## Aangeleverde tekst
<<<<
De Algemene Verordening Gegevensbescherming (AVG) treedt op 25 mei 2018 in werking. Op hetzelfde tijdstip zal de Uitvoeringswet in werking moeten treden.
Nieuwsmedia hebben vanwege hun maatschappelijke functie bepaalde vrijstellingen om persoonsgegevens te verwerken. Dit is zo geregeld om journalisten niet te belemmeren in hun taakuitoefening.
Als nieuwsfeiten op grond van privacyregels niet naar buiten gebracht kunnen worden of verwijderd moeten worden, komt de persvrijheid in het gedrang.
De AVG bepaalt dat lidstaten de mogelijkheid om persoonsgegevens te verwerken voor journalistieke doeleinden in nationale wetgeving moeten vastleggen.
In het wetsvoorstel kiest het ministerie van Justitie en Veiligheid er echter voor om niet alle ruimte die de verordening voor deze vrijstellingen biedt te benutten.
‘Gebruik ruimte die verordening biedt’
De Uitvoeringswet is beleidsneutraal. Dat wil zeggen dat daar waar de verordening ruimte laat voor nationale keuzes, zoals bij de uitzondering om persoonsgegevens te verwerken voor journalistieke doeleinden, de bestaande regels die momenteel al gelden, zoveel mogelijk ongewijzigd worden overgenomen.
NDP Nieuwmedia is van mening dat de Nederlandse wetgever meer gewicht dient toe te kennen aan de vrijheid van meningsuiting omdat het recht op gegevensbescherming zwaarder gaat wegen onder de AVG.
In het belang van de journalistiek dient de wetgever nu tot een hernieuwde afweging te komen.
Eerder pleitte NDP Nieuwsmedia er al voor om de persvrijheid niet verder te beperken dan de verordening voorschrijft.
‘Nederland kent een traditie van persvrijheid en behoort op dit vlak tot de mondiale top.’ Het past volgens NDP Nieuwsmedia binnen deze traditie om een ruime uitzondering te formuleren voor gebruik van persoonsgegevens voor journalistieke doeleinden.
>>>>
## Doel van de opdracht
Schrijf in de tekst over de AVG en de persvrijheid het stuk van "Nieuwsmedia hebben vanwege" tot en met "in hun taakuitoefening." opnieuw uit, en hernoem daarin "journalisten" tot "verslaggevers". De rijen spelen hierbij geen enkele rol.

## Gegevensoverzicht
<<<<
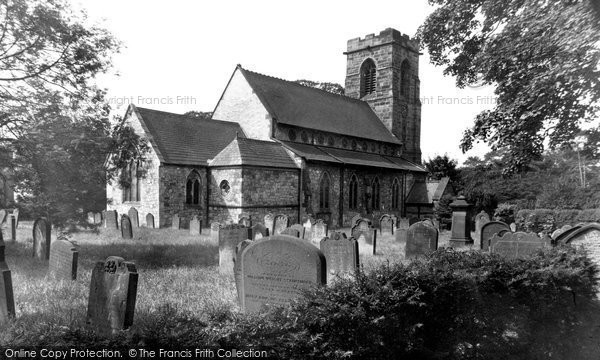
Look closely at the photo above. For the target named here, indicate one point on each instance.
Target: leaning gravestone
(113, 291)
(517, 245)
(280, 223)
(229, 237)
(63, 260)
(341, 257)
(7, 302)
(126, 228)
(111, 220)
(133, 216)
(421, 239)
(488, 230)
(41, 239)
(195, 226)
(259, 231)
(150, 221)
(278, 269)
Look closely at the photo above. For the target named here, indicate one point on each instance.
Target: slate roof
(243, 151)
(294, 104)
(184, 140)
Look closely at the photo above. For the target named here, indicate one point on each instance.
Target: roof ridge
(304, 86)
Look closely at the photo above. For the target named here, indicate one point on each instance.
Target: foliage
(542, 58)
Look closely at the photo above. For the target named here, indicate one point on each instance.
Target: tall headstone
(126, 227)
(281, 222)
(341, 257)
(41, 239)
(150, 221)
(134, 217)
(278, 269)
(7, 302)
(111, 220)
(488, 230)
(113, 292)
(421, 239)
(461, 224)
(229, 237)
(63, 260)
(195, 226)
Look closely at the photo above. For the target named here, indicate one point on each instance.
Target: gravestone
(318, 232)
(63, 260)
(7, 302)
(278, 269)
(41, 239)
(176, 222)
(237, 267)
(259, 231)
(341, 257)
(229, 237)
(516, 245)
(111, 220)
(421, 239)
(126, 228)
(113, 291)
(488, 230)
(195, 226)
(134, 217)
(150, 221)
(386, 225)
(280, 223)
(269, 222)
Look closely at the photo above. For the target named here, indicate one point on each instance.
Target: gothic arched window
(375, 199)
(324, 192)
(396, 194)
(192, 189)
(353, 193)
(368, 77)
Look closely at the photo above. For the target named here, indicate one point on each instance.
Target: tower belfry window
(368, 78)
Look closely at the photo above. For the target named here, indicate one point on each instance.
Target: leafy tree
(542, 58)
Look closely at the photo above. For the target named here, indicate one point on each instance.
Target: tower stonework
(395, 96)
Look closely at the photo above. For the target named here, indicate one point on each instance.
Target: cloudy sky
(178, 55)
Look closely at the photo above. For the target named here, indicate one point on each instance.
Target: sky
(178, 55)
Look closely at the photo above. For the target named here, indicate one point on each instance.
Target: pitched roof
(243, 151)
(298, 105)
(180, 139)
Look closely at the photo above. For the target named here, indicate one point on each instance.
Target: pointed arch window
(324, 192)
(395, 194)
(375, 198)
(192, 189)
(368, 77)
(353, 193)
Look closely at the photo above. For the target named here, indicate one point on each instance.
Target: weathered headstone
(278, 269)
(259, 231)
(516, 245)
(63, 260)
(386, 225)
(175, 222)
(280, 223)
(7, 302)
(488, 230)
(111, 220)
(195, 226)
(113, 291)
(341, 257)
(150, 221)
(229, 237)
(134, 217)
(421, 239)
(41, 239)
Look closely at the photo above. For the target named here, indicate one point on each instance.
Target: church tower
(383, 70)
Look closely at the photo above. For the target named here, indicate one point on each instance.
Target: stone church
(274, 146)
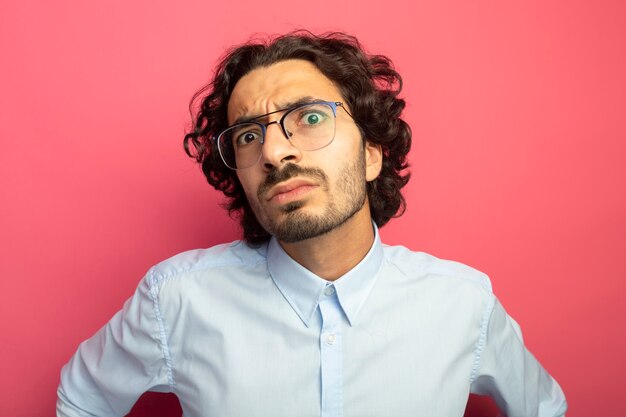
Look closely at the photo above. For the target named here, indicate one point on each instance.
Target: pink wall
(519, 168)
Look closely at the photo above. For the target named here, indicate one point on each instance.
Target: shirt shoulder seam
(482, 338)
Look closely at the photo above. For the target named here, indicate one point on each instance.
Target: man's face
(295, 194)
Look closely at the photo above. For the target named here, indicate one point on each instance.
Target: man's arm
(126, 358)
(511, 375)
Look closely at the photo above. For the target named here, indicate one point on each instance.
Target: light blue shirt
(236, 331)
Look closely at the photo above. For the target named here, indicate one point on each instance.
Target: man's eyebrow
(282, 107)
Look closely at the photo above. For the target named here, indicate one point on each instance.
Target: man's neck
(335, 253)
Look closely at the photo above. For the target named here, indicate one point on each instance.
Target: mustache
(290, 170)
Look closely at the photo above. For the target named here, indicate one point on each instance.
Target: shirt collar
(303, 289)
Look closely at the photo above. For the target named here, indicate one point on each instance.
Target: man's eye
(312, 118)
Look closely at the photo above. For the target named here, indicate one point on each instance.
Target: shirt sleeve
(124, 359)
(506, 371)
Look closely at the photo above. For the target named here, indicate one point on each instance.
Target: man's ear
(373, 160)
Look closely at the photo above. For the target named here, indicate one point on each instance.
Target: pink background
(518, 165)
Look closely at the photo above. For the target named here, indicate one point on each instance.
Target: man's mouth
(290, 190)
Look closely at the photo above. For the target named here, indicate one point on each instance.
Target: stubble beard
(294, 224)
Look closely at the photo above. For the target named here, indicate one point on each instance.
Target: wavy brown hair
(368, 83)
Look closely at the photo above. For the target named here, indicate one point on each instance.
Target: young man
(310, 315)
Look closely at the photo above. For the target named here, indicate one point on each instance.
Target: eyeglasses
(308, 127)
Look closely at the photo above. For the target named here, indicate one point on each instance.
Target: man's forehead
(278, 86)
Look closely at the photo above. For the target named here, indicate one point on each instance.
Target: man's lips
(291, 188)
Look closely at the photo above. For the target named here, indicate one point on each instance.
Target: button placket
(331, 354)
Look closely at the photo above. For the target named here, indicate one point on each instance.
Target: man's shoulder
(234, 254)
(425, 266)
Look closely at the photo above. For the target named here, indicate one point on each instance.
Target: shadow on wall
(153, 404)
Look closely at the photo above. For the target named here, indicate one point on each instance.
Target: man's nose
(277, 149)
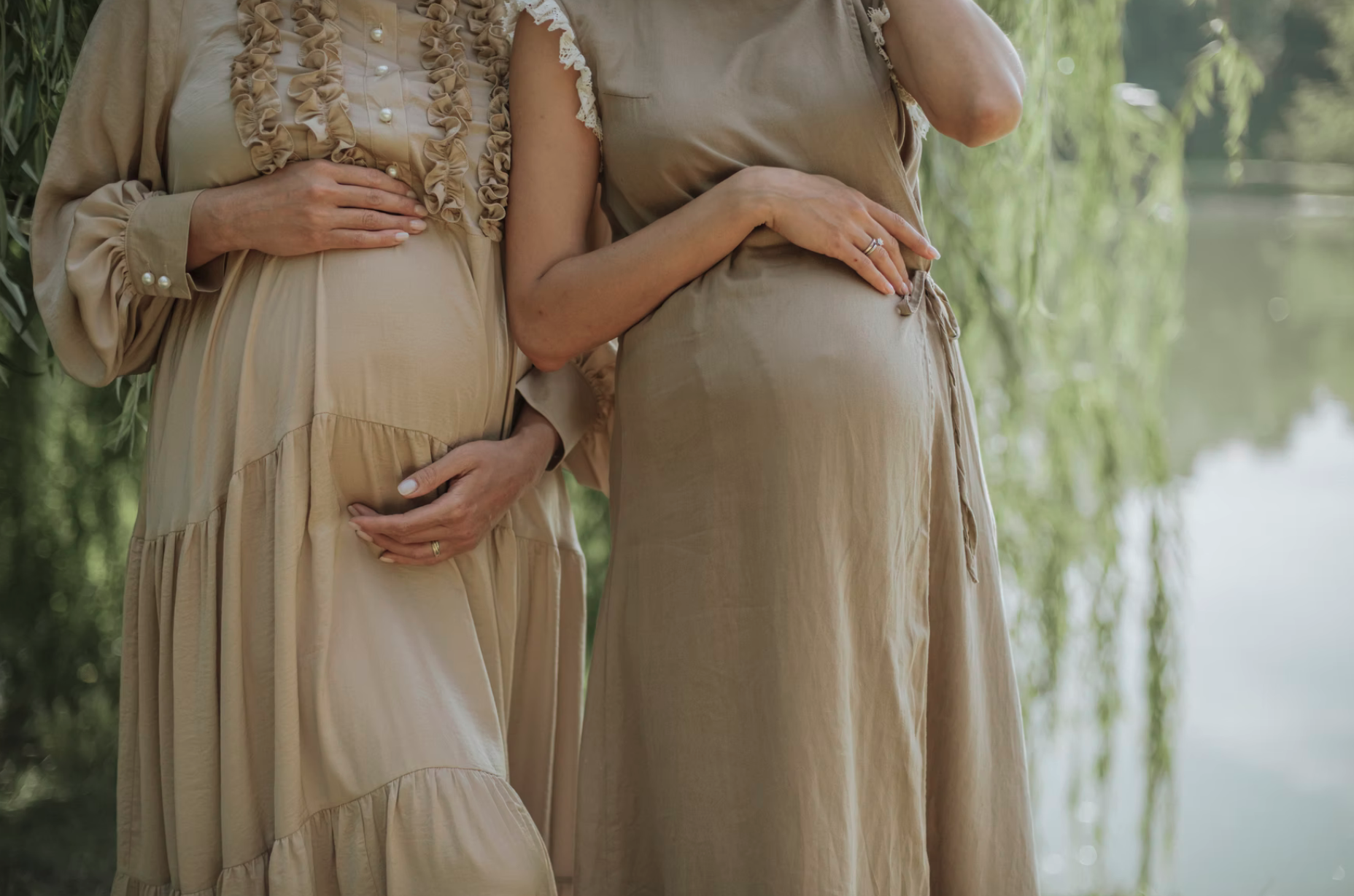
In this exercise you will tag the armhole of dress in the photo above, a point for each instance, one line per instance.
(878, 17)
(550, 12)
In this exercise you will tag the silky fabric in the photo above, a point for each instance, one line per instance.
(802, 681)
(297, 717)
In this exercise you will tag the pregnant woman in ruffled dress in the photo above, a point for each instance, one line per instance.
(330, 676)
(800, 680)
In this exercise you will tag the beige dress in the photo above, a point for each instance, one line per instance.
(297, 717)
(800, 681)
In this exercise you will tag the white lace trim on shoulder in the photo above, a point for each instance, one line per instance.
(878, 17)
(549, 11)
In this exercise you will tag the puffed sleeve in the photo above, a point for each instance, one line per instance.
(110, 245)
(579, 401)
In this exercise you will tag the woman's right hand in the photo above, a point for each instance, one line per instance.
(827, 217)
(305, 207)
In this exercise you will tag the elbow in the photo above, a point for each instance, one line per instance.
(533, 337)
(989, 117)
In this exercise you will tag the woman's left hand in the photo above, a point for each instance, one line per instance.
(487, 479)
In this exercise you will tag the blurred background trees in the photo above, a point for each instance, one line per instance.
(1063, 250)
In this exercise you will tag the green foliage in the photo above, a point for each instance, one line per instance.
(39, 42)
(66, 506)
(1064, 251)
(1320, 120)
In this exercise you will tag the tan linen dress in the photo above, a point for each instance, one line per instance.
(297, 717)
(800, 681)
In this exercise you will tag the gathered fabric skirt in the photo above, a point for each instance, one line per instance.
(297, 717)
(802, 681)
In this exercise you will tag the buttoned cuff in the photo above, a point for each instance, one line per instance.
(158, 250)
(566, 400)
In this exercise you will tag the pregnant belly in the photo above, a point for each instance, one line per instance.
(408, 337)
(778, 340)
(775, 420)
(409, 344)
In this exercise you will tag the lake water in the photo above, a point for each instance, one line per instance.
(1262, 444)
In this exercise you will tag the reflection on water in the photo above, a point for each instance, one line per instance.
(1262, 443)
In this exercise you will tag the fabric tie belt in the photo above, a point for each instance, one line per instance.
(925, 289)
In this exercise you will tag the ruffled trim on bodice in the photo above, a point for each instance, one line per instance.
(254, 87)
(878, 18)
(493, 47)
(322, 103)
(450, 110)
(549, 11)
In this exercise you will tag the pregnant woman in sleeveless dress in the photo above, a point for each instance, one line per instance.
(802, 681)
(294, 212)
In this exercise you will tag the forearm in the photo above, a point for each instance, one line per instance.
(212, 232)
(959, 65)
(587, 299)
(536, 438)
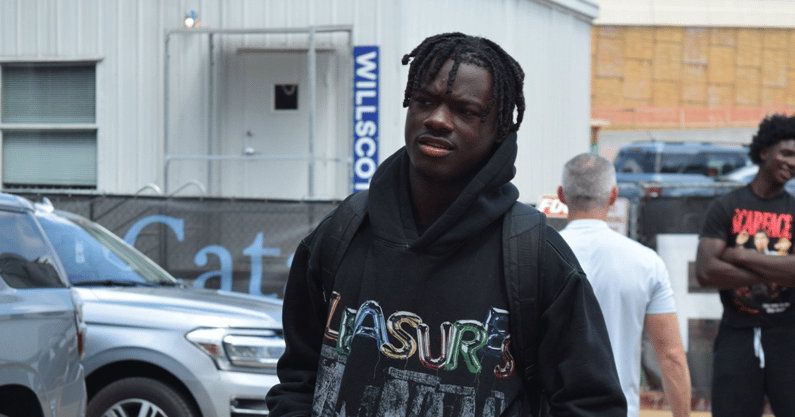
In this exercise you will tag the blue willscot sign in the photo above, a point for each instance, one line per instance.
(365, 115)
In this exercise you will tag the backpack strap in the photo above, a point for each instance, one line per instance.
(523, 240)
(344, 223)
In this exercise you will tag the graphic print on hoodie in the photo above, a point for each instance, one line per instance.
(418, 324)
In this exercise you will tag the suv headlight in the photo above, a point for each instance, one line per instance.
(239, 348)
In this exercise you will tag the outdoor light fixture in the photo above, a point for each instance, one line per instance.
(190, 19)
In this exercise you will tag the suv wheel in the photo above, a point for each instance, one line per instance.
(142, 397)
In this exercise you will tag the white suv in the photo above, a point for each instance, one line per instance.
(41, 327)
(157, 348)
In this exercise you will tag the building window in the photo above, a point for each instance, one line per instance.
(286, 97)
(48, 125)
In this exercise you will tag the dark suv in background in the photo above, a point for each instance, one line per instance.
(654, 169)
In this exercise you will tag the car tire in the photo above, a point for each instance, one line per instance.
(131, 396)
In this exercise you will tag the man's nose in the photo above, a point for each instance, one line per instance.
(440, 119)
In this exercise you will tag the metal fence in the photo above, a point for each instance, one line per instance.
(242, 245)
(246, 245)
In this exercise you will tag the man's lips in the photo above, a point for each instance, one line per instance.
(434, 147)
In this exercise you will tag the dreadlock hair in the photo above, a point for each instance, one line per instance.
(772, 129)
(507, 75)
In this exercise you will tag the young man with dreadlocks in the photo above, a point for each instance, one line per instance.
(737, 253)
(418, 320)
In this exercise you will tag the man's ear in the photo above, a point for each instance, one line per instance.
(613, 196)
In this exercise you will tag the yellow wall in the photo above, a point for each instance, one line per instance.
(692, 67)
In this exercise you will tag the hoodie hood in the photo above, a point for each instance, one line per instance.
(484, 200)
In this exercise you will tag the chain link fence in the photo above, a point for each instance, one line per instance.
(241, 245)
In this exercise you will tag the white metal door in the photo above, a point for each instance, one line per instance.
(276, 122)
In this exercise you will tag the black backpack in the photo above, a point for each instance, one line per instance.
(523, 236)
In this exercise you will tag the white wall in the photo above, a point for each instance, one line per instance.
(731, 13)
(550, 38)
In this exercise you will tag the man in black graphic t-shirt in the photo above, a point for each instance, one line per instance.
(745, 251)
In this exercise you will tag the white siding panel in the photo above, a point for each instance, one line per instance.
(551, 42)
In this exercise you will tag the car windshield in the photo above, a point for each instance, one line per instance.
(635, 162)
(92, 255)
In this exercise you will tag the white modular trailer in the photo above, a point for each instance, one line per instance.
(258, 98)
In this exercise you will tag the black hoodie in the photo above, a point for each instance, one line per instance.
(418, 324)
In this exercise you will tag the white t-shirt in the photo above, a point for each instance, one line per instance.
(630, 281)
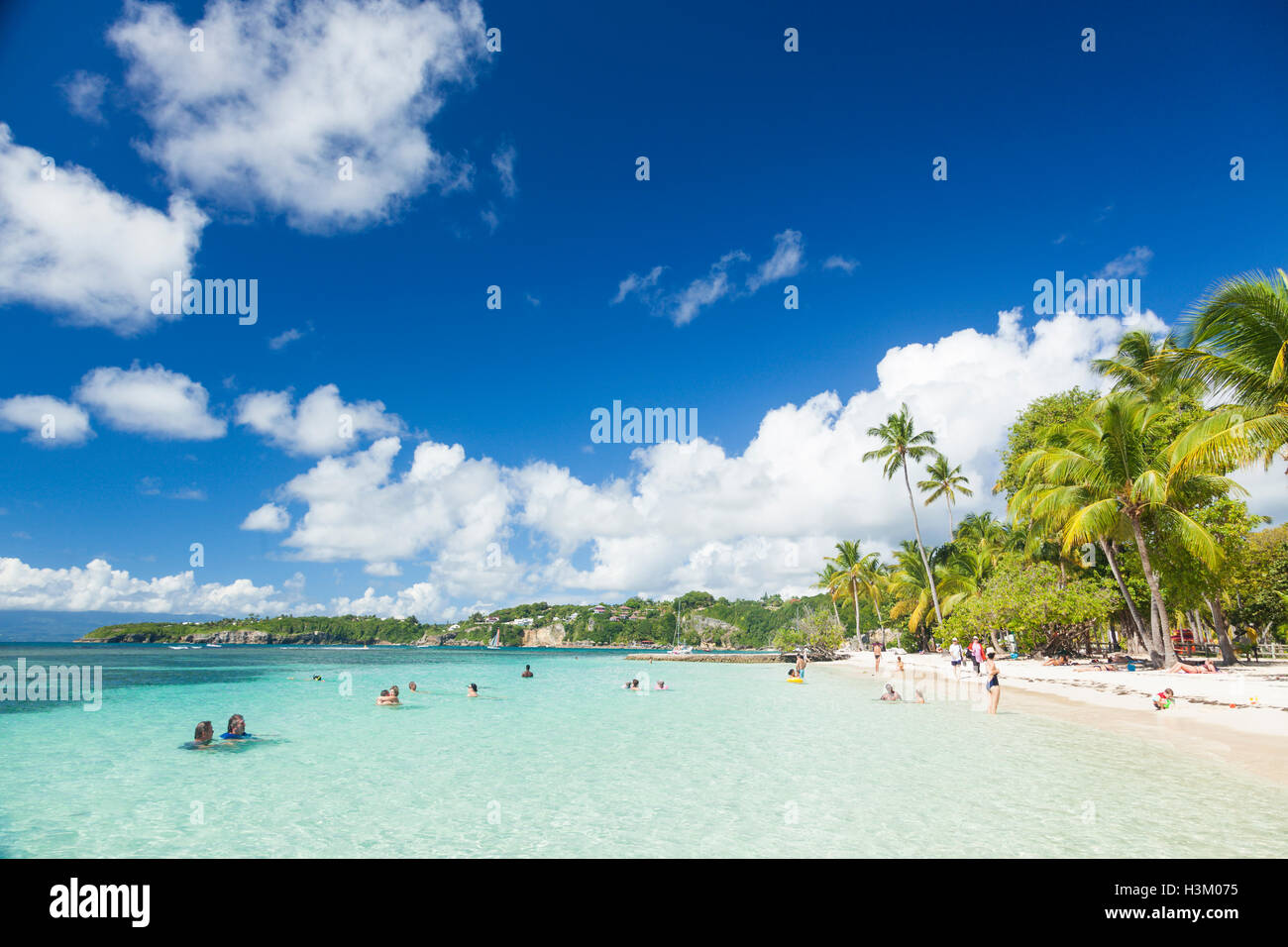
>>>>
## Resultaat
Nieuwsmedia hebben vanwege hun maatschappelijke functie bepaalde vrijstellingen om persoonsgegevens te verwerken. Dit is zo geregeld om verslaggevers niet te belemmeren in hun taakuitoefening.